◆ ABOUT THIS EXERCISE
Copy every line of the records that includes the word "blonde".

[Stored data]
########################################

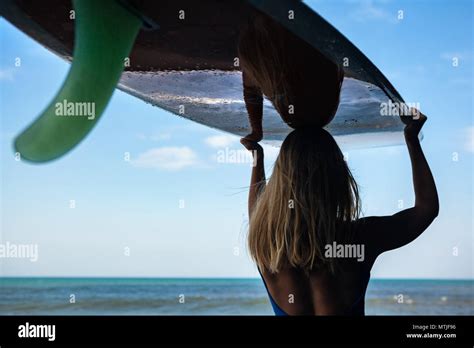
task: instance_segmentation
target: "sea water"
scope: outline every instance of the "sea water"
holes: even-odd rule
[[[472,315],[472,280],[372,279],[368,315]],[[272,315],[260,279],[0,278],[0,315]]]

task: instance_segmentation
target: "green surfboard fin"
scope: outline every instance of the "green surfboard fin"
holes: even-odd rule
[[[105,110],[141,20],[115,0],[74,0],[74,58],[61,89],[14,142],[22,159],[46,162],[76,146]]]

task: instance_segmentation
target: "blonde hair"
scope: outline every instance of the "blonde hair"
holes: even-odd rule
[[[313,46],[257,12],[241,29],[238,52],[242,71],[290,126],[299,126],[301,117],[295,116],[301,110],[314,110],[312,126],[332,120],[344,70]],[[289,114],[290,105],[295,106],[294,115]]]
[[[336,270],[324,247],[350,238],[359,216],[357,184],[334,138],[296,129],[282,144],[273,173],[250,216],[249,251],[261,270]]]

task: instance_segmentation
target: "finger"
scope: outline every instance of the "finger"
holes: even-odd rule
[[[417,108],[410,108],[410,115],[412,120],[419,120],[421,117],[421,112]]]
[[[413,121],[417,121],[417,123],[424,123],[427,119],[427,117],[421,113],[420,110],[416,109],[416,108],[410,108],[410,113],[412,115],[412,120]]]
[[[253,142],[249,139],[242,138],[242,139],[240,139],[240,143],[249,151],[254,148]]]
[[[427,119],[428,119],[428,118],[427,118],[425,115],[423,115],[422,113],[420,113],[420,116],[419,116],[417,119],[415,119],[415,121],[416,121],[417,123],[424,124]]]
[[[240,143],[246,148],[248,149],[248,144],[247,144],[247,141],[245,139],[240,139]]]

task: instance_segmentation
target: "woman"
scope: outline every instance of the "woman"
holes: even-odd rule
[[[293,128],[333,119],[344,71],[310,44],[258,13],[241,30],[238,51],[252,129],[247,139],[262,139],[263,96]]]
[[[256,156],[248,245],[275,314],[364,315],[377,257],[413,241],[438,215],[436,186],[418,139],[425,121],[420,114],[405,127],[414,207],[392,216],[359,218],[357,184],[325,130],[290,133],[267,184],[262,147],[241,140]],[[338,254],[335,246],[362,254]]]

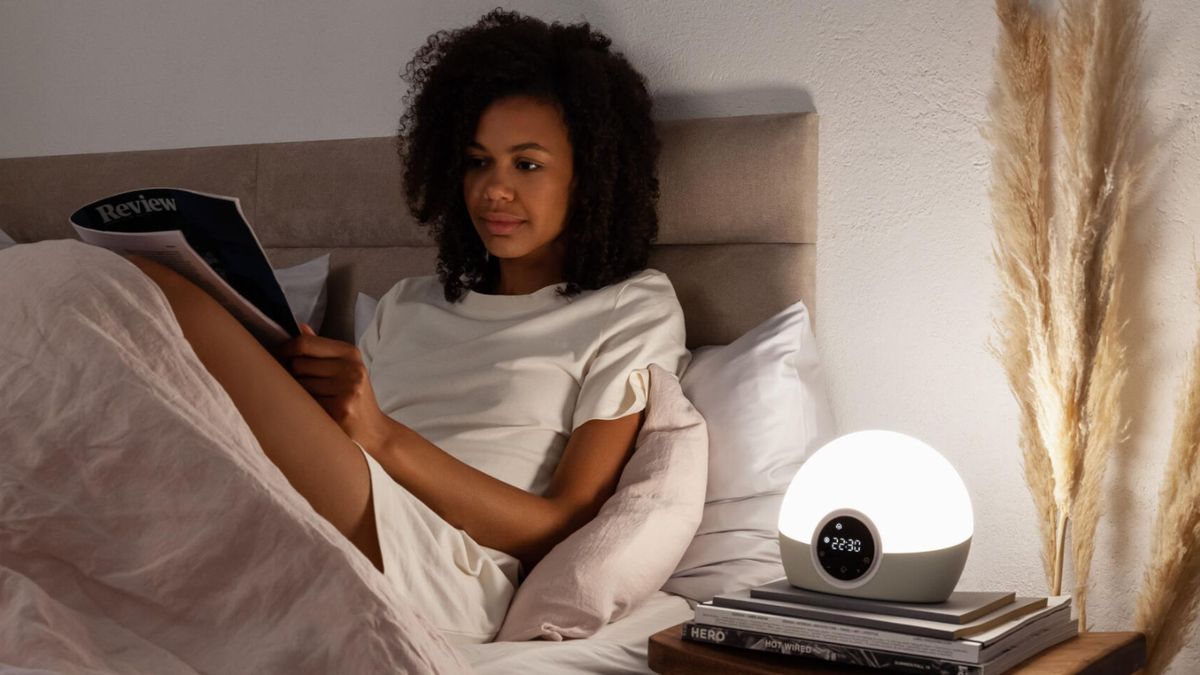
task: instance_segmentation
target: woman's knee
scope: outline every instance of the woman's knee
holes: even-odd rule
[[[210,309],[208,305],[213,304],[207,293],[166,265],[138,255],[126,259],[162,290],[177,317],[183,312]]]
[[[180,289],[184,288],[184,284],[187,282],[187,280],[180,276],[175,270],[163,265],[162,263],[150,260],[149,258],[143,258],[142,256],[135,254],[129,254],[125,256],[125,259],[133,263],[133,266],[141,270],[142,274],[145,274],[150,278],[151,281],[157,284],[159,288],[163,289],[164,293],[168,291],[179,291]]]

########################################

◆ EXERCISE ANSWER
target: "blonde hair"
scope: outline every instance of the "blonde hair"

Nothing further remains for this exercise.